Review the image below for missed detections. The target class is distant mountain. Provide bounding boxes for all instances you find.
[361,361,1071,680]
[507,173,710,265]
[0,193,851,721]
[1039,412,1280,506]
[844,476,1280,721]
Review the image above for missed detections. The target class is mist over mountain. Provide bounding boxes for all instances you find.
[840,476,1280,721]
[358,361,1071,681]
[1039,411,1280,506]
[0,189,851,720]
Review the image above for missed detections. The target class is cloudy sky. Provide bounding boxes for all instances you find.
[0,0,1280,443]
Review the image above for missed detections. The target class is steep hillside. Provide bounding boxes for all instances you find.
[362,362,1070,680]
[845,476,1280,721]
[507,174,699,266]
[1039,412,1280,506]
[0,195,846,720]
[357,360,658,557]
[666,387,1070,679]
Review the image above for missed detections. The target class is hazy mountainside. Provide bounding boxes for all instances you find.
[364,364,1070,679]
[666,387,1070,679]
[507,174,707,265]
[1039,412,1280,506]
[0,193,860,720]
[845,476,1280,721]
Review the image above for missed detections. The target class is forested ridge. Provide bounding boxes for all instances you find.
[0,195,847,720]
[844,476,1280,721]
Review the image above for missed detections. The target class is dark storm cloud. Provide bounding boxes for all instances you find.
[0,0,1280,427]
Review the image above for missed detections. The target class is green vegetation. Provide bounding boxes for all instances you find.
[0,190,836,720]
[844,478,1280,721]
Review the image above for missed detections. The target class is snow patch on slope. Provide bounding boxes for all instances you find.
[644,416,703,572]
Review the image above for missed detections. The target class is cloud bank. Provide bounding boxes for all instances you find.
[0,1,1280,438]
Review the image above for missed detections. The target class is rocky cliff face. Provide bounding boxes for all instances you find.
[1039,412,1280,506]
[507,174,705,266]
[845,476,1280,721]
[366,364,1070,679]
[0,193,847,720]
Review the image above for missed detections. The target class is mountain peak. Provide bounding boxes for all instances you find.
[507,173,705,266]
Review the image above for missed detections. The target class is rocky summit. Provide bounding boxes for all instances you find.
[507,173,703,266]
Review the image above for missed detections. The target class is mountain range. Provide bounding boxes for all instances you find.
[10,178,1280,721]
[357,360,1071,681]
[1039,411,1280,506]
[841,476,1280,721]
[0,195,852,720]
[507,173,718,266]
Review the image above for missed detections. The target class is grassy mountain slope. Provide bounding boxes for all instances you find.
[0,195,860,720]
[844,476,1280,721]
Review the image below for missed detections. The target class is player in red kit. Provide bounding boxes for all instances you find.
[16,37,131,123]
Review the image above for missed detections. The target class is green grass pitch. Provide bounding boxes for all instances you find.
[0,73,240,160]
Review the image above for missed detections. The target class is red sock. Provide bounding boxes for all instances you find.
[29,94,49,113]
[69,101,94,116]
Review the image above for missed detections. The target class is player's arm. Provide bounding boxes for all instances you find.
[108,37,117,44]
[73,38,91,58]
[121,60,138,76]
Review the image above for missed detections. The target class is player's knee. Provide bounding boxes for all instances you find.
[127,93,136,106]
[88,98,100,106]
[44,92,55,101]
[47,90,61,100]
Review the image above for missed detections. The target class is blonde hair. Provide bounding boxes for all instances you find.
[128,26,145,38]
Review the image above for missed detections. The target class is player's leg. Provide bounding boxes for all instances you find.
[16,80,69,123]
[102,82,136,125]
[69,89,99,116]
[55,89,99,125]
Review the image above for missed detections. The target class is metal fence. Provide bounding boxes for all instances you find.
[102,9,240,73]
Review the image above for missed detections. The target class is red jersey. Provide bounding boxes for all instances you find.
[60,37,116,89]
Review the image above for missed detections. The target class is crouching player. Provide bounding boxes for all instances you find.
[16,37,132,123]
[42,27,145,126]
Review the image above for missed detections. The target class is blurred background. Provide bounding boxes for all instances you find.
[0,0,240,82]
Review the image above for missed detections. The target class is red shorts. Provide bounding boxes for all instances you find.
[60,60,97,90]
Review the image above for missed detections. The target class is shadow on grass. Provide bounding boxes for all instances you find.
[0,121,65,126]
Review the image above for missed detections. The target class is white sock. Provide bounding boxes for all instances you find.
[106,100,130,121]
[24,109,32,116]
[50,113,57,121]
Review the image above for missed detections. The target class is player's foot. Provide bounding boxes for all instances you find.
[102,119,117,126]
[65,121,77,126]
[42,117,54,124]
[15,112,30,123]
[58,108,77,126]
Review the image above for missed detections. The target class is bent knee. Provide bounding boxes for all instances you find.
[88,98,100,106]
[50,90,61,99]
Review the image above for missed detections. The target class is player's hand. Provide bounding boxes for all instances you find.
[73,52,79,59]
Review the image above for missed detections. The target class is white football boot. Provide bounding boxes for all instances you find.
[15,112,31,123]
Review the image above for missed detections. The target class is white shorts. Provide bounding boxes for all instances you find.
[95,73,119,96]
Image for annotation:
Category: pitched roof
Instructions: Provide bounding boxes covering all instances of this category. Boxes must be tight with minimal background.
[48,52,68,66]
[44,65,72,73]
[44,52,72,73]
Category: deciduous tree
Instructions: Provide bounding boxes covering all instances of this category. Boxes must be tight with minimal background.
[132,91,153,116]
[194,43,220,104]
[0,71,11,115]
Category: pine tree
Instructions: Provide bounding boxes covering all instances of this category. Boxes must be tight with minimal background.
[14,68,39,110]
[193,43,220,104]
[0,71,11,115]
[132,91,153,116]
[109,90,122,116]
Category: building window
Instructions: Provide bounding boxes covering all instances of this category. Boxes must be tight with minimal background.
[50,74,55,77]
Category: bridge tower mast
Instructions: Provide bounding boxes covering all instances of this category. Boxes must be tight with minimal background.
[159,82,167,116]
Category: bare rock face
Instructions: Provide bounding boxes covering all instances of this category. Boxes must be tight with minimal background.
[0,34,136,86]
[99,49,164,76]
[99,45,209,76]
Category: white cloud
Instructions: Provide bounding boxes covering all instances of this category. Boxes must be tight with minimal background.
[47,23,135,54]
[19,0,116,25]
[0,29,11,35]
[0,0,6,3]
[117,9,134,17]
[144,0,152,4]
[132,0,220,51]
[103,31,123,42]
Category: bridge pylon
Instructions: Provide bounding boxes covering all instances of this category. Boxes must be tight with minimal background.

| Exercise details |
Rescale the records from the line with "is red jersey." up to and including the line with "[58,108,77,126]", and reproduce every line in that span, including the request lines. Multiply each bounding box coordinate by 2.35 and round it to the nearest whole number, rounding halves up, and leave the request text unchanged.

| Finished task |
Review the image above for missed detections. The target class is red jersey. Provide bounding boxes for all instances you find.
[141,87,273,209]
Review the image above for missed detections. The target class is crouching player. Provide bounding boxes for all instances you find.
[38,87,310,289]
[99,63,341,296]
Review the image above for missed detections. The target class is blurred background. Provide bounding boxes for all instances you find.
[0,0,564,193]
Review the image above for missed detections. The target class is red shorts. Provide bounding boxes for all instances you find.
[141,141,228,212]
Review the image above for missed detections. The target class is shadow on grass. Provide bounding boxes for all instances you find.
[0,284,153,296]
Review the image above for missed detections. The target class is white sock. Provide bounding boxes for all instances you find.
[249,235,306,284]
[56,256,75,273]
[118,266,134,284]
Review the image above for missed detections. The target class is player's foot. Provide bounding boxes for all instances you find.
[240,280,275,296]
[153,284,181,296]
[99,275,127,291]
[35,263,71,289]
[136,254,181,296]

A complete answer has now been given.